Document text:
━━━━━━━━━━━━━━━━━━━━

This collection of essays honoring Civil War historian Emory Thomas reflects the topical range of his scholarship and social impact of his career. The book includes essays by former students, departmental colleagues, and fellow Civil War historians, an unusually broad assembly for a Festschrift. The themes that unite the essays–nationalism, gender, race, and memory–demonstrate the capaciousness with which Thomas approached his study of the war, and that he imparted to students and friends alike. Because of the brevity of these essays (most around twenty pages with notes), they are not all persuasive, but the strongest pieces in the collection build upon the central issues of Thomas's most important works on the Confederacy: the relationship between the state and nation and the proper way to characterize the Confederate experience and its legacy.

As the volume's editors make clear, Thomas's writings put him firmly on the side of those who argue for change instead of continuity in southern history. For Thomas, the Civil War represented a fundamental disruption in southern life, evinced principally in the changes wrought upon state structure and policies. The essays here reinforce that interpretation, stressing the novel and unpredictable changes that war-making wrought upon southern life. David McGee and Brian Wills convey the early character of those changes in evaluations of North Carolina and Virginia respectively. Their essays, like Keith Bohannon's on reenlistments in the Army of Tennessee, stress the effectiveness of the Confederate and state governments at reorganizing their societies to wage war. Phillip Dillard's study of responses to the effort to enlist slaves in Confederate armies demonstrates that decisive policy shifts could produce divisions within the South, as Virginians endorsed and Texans rejected the policy of arming bondsmen. Essays by Frank Byrne, [End Page 114] Rod Andrew, and Christopher Phillips offer finer-grained studies of exactly what constituted the new Confederate identity. Byrne's exploration of the writings of D. R. Hundley and John B. Jones reveals the centrality of race and religion. Andrew's insightful analysis of the 1863 congressional elections in Georgia reveals the depth of pro-nationalistic thinking alongside a vigorous anti-Jefferson Davis movement. Phillips's essay chronicles the postwar repudiation of Unionist identity in Kentucky and Missouri where white citizens, angry over wartime emancipation, reattached themselves to a southern identity that was itself born from the Confederate experience.

━━━━━━━━━━━━━━━━━━━━

Listing:
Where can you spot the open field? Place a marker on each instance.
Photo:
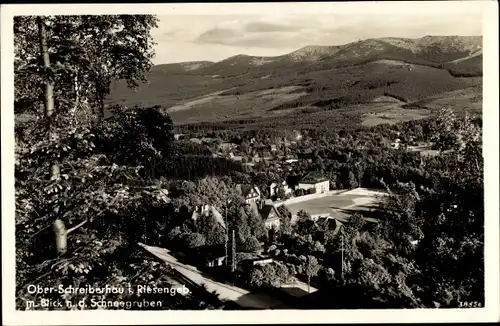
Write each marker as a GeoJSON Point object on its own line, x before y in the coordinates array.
{"type": "Point", "coordinates": [337, 205]}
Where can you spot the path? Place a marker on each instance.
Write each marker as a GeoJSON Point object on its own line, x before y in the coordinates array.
{"type": "Point", "coordinates": [242, 297]}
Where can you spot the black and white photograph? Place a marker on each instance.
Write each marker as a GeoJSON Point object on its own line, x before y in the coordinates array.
{"type": "Point", "coordinates": [242, 157]}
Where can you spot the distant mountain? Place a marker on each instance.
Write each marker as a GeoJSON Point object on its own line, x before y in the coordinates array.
{"type": "Point", "coordinates": [353, 76]}
{"type": "Point", "coordinates": [436, 49]}
{"type": "Point", "coordinates": [182, 66]}
{"type": "Point", "coordinates": [312, 53]}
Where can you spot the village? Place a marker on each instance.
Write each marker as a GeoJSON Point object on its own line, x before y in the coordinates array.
{"type": "Point", "coordinates": [227, 267]}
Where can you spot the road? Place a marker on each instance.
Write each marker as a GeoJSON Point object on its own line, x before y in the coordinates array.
{"type": "Point", "coordinates": [242, 297]}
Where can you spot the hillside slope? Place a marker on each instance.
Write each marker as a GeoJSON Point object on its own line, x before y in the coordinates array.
{"type": "Point", "coordinates": [312, 79]}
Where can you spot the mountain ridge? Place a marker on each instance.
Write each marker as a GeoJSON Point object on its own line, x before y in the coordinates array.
{"type": "Point", "coordinates": [455, 43]}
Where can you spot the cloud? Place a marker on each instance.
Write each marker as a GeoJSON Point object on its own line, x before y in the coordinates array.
{"type": "Point", "coordinates": [265, 27]}
{"type": "Point", "coordinates": [218, 36]}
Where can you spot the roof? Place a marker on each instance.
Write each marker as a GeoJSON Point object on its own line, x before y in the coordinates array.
{"type": "Point", "coordinates": [211, 251]}
{"type": "Point", "coordinates": [209, 208]}
{"type": "Point", "coordinates": [246, 189]}
{"type": "Point", "coordinates": [266, 211]}
{"type": "Point", "coordinates": [313, 177]}
{"type": "Point", "coordinates": [329, 223]}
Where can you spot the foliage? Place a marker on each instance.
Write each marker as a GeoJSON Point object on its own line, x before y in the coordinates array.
{"type": "Point", "coordinates": [86, 53]}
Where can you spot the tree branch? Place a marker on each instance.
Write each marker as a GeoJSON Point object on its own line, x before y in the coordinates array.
{"type": "Point", "coordinates": [76, 227]}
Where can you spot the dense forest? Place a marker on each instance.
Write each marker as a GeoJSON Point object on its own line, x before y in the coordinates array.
{"type": "Point", "coordinates": [88, 188]}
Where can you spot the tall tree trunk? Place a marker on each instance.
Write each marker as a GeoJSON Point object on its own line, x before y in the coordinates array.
{"type": "Point", "coordinates": [49, 86]}
{"type": "Point", "coordinates": [58, 227]}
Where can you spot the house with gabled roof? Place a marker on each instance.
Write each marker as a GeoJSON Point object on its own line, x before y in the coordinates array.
{"type": "Point", "coordinates": [250, 193]}
{"type": "Point", "coordinates": [315, 180]}
{"type": "Point", "coordinates": [270, 216]}
{"type": "Point", "coordinates": [329, 224]}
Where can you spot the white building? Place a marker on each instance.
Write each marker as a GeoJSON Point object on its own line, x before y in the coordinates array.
{"type": "Point", "coordinates": [315, 180]}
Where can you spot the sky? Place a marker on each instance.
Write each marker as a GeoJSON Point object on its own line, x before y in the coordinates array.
{"type": "Point", "coordinates": [216, 37]}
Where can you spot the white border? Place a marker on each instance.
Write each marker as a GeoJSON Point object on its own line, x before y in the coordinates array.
{"type": "Point", "coordinates": [489, 10]}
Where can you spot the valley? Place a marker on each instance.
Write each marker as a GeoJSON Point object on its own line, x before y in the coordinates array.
{"type": "Point", "coordinates": [351, 81]}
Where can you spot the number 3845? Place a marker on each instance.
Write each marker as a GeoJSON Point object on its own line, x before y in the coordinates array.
{"type": "Point", "coordinates": [469, 304]}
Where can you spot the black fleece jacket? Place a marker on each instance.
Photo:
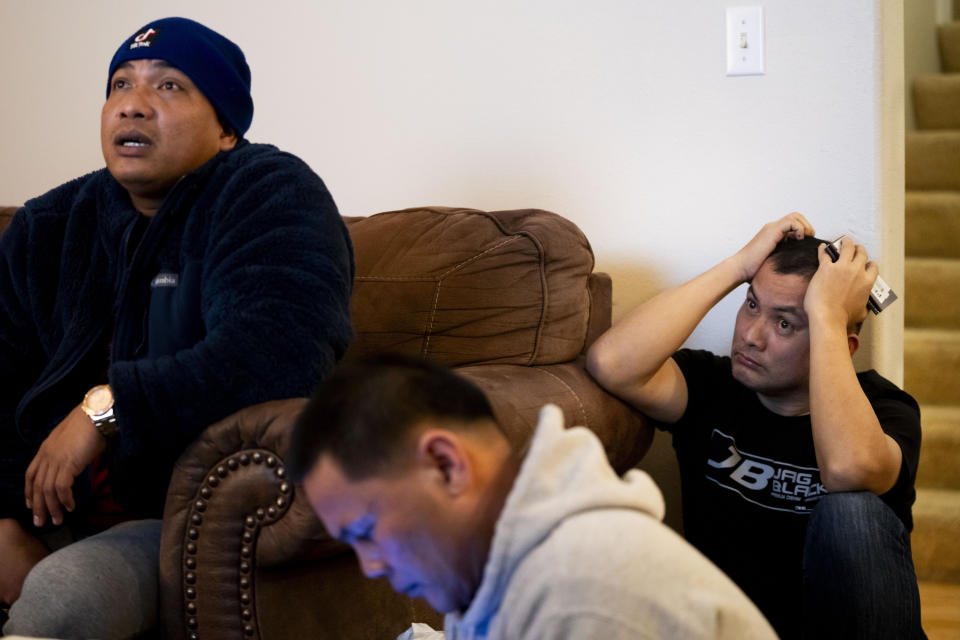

━━━━━━━━━━━━━━━━━━━━

Write out the passage of the review of the essay collection honoring Emory Thomas from "This collection of" up to and including "and its legacy.".

This collection of essays honoring Civil War historian Emory Thomas reflects the topical range of his scholarship and social impact of his career. The book includes essays by former students, departmental colleagues, and fellow Civil War historians, an unusually broad assembly for a Festschrift. The themes that unite the essays–nationalism, gender, race, and memory–demonstrate the capaciousness with which Thomas approached his study of the war, and that he imparted to students and friends alike. Because of the brevity of these essays (most around twenty pages with notes), they are not all persuasive, but the strongest pieces in the collection build upon the central issues of Thomas's most important works on the Confederacy: the relationship between the state and nation and the proper way to characterize the Confederate experience and its legacy.